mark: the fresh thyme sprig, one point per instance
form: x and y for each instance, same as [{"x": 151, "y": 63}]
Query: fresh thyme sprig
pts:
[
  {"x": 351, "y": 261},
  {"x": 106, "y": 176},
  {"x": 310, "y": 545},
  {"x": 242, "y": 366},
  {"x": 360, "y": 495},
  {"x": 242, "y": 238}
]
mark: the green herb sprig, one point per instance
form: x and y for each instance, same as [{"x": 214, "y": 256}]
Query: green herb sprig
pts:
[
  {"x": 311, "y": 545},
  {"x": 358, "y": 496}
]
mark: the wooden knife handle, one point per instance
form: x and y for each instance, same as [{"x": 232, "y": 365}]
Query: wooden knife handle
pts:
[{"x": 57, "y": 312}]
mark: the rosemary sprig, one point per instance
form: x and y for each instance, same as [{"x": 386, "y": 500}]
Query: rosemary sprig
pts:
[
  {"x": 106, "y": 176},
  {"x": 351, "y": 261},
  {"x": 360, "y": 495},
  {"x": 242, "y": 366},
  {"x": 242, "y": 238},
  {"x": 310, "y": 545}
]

▬▬▬▬▬▬▬▬▬▬

Convert every line of the listing above into a JSON array of strings, one string per line, and omit any blank lines.

> Exercise output:
[
  "mark: the fresh thyme sprig, one point per instance",
  "form: x and y for each instance, same as [{\"x\": 151, \"y\": 63}]",
  "Query: fresh thyme sprig",
  "pts:",
  "[",
  "  {\"x\": 351, \"y\": 261},",
  "  {\"x\": 106, \"y\": 176},",
  "  {\"x\": 310, \"y\": 545},",
  "  {\"x\": 242, \"y\": 366},",
  "  {\"x\": 360, \"y\": 495},",
  "  {\"x\": 242, \"y\": 238}",
  "]",
  "mark: the green herb sprig, one point per instance",
  "form: x and y for each instance, same as [{\"x\": 214, \"y\": 256}]",
  "Query: green herb sprig",
  "pts:",
  "[",
  "  {\"x\": 311, \"y\": 545},",
  "  {\"x\": 358, \"y\": 496}",
  "]",
  "mark: the wooden knife handle, one point per instance",
  "form: x and y for each instance, same as [{\"x\": 232, \"y\": 365}]",
  "Query: wooden knife handle",
  "pts:",
  "[{\"x\": 57, \"y\": 312}]",
  "mark: the rosemary sprig, one point per instance",
  "form: x and y for each instance, same as [{\"x\": 386, \"y\": 500}]",
  "Query: rosemary sprig",
  "pts:",
  "[",
  "  {\"x\": 106, \"y\": 176},",
  "  {\"x\": 351, \"y\": 261},",
  "  {\"x\": 360, \"y\": 495},",
  "  {\"x\": 242, \"y\": 366},",
  "  {\"x\": 242, \"y\": 238},",
  "  {\"x\": 310, \"y\": 545}",
  "]"
]